Task goal
Reproduce every line of the records below verbatim, leaving out the pictures.

======

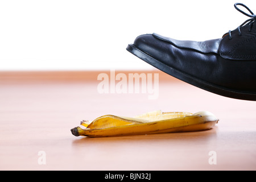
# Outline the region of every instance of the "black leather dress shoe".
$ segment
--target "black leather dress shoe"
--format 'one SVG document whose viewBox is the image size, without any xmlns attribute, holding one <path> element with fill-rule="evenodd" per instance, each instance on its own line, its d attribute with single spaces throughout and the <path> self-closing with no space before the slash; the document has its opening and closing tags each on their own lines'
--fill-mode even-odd
<svg viewBox="0 0 256 182">
<path fill-rule="evenodd" d="M 250 18 L 222 38 L 195 42 L 146 34 L 126 49 L 194 86 L 228 97 L 256 101 L 256 15 L 243 4 L 234 7 Z"/>
</svg>

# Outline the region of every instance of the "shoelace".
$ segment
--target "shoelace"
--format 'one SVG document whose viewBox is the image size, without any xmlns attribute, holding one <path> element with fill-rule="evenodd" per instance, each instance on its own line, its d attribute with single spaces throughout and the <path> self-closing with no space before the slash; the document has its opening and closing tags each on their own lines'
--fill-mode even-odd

======

Exercise output
# Outline the region of every instance of the "black leather dress shoe".
$ segment
--target "black leather dress shoe"
--format 'one SVG document whose viewBox is the image size, without any xmlns attribute, holding one <path> element with fill-rule="evenodd" per instance, each instance on its own line, its d attribute with single spaces throughout and the <path> self-closing with no space before the slash; the document has its opening and closing tags each on their own lines'
--fill-mode even-odd
<svg viewBox="0 0 256 182">
<path fill-rule="evenodd" d="M 250 18 L 222 38 L 195 42 L 146 34 L 126 49 L 194 86 L 228 97 L 256 101 L 256 15 L 243 4 L 234 7 Z"/>
</svg>

# Outline the region of every instance of the "shoelace".
$ segment
--target "shoelace"
--format 'one SVG document whose viewBox is the image size, without any xmlns attribute, holding one <path> element with fill-rule="evenodd" per instance, each instance on its own line, its d attribute with single spaces throughout and the <path> self-closing with no space before the slash; the document has its opening and closing tags each on their own lines'
--fill-mode even-odd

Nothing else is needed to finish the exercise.